Natural-language object grounding data

******

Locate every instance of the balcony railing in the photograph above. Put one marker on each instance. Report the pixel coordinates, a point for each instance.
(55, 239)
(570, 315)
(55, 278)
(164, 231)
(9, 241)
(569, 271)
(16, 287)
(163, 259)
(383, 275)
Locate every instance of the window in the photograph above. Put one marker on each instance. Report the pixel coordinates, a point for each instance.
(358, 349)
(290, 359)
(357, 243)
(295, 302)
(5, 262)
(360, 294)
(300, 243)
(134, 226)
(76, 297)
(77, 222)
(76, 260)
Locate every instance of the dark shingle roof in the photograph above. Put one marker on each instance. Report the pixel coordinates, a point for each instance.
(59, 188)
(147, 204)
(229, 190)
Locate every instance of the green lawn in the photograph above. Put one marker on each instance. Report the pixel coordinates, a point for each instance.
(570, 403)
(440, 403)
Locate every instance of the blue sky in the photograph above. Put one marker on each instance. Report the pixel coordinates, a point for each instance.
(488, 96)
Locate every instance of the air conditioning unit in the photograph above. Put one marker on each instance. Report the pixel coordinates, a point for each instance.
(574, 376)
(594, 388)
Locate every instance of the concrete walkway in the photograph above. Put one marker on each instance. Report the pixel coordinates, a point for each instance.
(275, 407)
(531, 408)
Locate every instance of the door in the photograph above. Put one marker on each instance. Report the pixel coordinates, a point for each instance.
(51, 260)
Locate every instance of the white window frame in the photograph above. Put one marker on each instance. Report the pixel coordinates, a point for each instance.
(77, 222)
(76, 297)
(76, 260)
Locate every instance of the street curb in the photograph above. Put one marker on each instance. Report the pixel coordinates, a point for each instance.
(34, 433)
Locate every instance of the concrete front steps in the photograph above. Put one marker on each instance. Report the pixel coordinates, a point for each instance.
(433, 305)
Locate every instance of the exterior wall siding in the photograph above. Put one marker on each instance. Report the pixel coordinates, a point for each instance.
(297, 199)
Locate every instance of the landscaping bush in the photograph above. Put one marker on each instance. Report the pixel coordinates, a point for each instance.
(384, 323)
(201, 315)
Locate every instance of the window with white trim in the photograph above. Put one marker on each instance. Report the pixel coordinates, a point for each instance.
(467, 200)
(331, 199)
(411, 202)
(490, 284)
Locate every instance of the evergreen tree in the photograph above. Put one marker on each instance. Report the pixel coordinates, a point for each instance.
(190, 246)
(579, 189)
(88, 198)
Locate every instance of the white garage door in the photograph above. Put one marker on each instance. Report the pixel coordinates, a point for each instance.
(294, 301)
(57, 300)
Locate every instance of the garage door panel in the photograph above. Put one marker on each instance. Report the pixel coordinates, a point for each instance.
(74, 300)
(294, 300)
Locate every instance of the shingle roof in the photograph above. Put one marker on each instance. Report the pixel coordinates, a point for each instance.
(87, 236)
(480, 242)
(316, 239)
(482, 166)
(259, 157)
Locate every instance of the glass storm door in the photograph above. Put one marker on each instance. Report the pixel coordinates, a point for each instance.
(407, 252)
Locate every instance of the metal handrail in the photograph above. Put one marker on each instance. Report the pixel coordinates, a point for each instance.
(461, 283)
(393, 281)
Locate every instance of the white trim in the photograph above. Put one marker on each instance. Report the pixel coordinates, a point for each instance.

******

- [Work item]: Go through the data above and return every line exactly.

- [Completed exercise]:
Locate every instance of the balcony railing in the photograph above. Put one marker on each instance. Report the pixel coordinates, a point for each instance.
(55, 239)
(570, 315)
(55, 278)
(164, 231)
(9, 241)
(569, 271)
(16, 287)
(163, 259)
(383, 275)
Locate every instance of the window in the photograph above. Put one marker on each instance. Report the pixel coordinates, a point for each instance.
(358, 349)
(290, 359)
(357, 243)
(295, 302)
(5, 262)
(360, 294)
(300, 243)
(134, 226)
(76, 297)
(77, 222)
(76, 260)
Locate every instance of the dark shingle roof in the photograph above. Put one marker on each instance. Report the pixel coordinates, a point for each instance.
(59, 188)
(147, 204)
(229, 190)
Locate every instance of the green lawn in the photograph above. Put one marker on each instance. Report the pixel coordinates, a point for each instance.
(570, 403)
(440, 403)
Locate every instance of the blue sky in the photograph above. Put one marker on each instance. Report the pixel coordinates, a point for each instance.
(488, 96)
Locate every instance of the air conditioning unit in the photograph above. Put one marker on each instance. Report the pixel coordinates, a point for each instance.
(574, 376)
(594, 388)
Locate every instance of the concrete walkway in the photograph above. Put one marker on each instance. Report the pixel coordinates, a point for each instance.
(275, 407)
(531, 408)
Locate every instance of the door in the photograph above. Put one marker on each instance. Report the pixel coordinates, a point for each instance.
(51, 260)
Locate every instance of the white window frame in the photograph above. Put one marker on each instance. Report the pixel coordinates, a point for each instance.
(77, 222)
(76, 297)
(76, 260)
Locate every instance of the street curb in the photograph above. Put one marker on each instance. Report the pixel coordinates, a point for each instance.
(34, 433)
Locate every instance of the concrete front steps in the photograph above. Put one marker on each instance. Report the pixel coordinates, a point for each instance.
(433, 305)
Locate every instance of the exterior wall siding in the photograph above. Put one marker on each instance. Report the pixel coordinates, a point for each instance.
(297, 199)
Locate every instance of the landscaping bush in the photograph above. Put one marker on each instance. Report the pixel coordinates, a point for each instance.
(384, 323)
(201, 315)
Locate every instance of the window with white trim in the photograph above. Put one marker on each instance. Report the pixel coordinates, a point for each instance.
(467, 200)
(331, 199)
(411, 202)
(490, 284)
Locate every instance of the evergreen tree in the photograph above. Put one marker on each instance. Report the pixel coordinates, a point for each instance.
(190, 246)
(579, 189)
(88, 198)
Locate every instance of the white garage door in the photograph above. Put one marker on each instance. Report the pixel coordinates, a point for each instance.
(294, 301)
(57, 300)
Locate every instance of the garage door panel in the photograph above. Put one marker on each instance. Report the pixel coordinates, a point for each instance.
(74, 300)
(294, 300)
Locate every instance of the shingle roof in the photograph above. Put one marker on each instance. Report the pixel coordinates, a point for each instance.
(87, 236)
(480, 242)
(316, 239)
(482, 166)
(259, 157)
Locate every instance of the glass storm door in the photograph above. Put one marker on each instance. Report the pixel coordinates, a point for each instance.
(407, 252)
Locate every instance of the metal handrail in the photograph above. Put one marker on each instance. Report the pixel coordinates, a point for each instance.
(461, 283)
(393, 281)
Locate every instance of the white trim in the photograph above. Put one marker on each instance. Report the pixel coordinates, a point for each instance.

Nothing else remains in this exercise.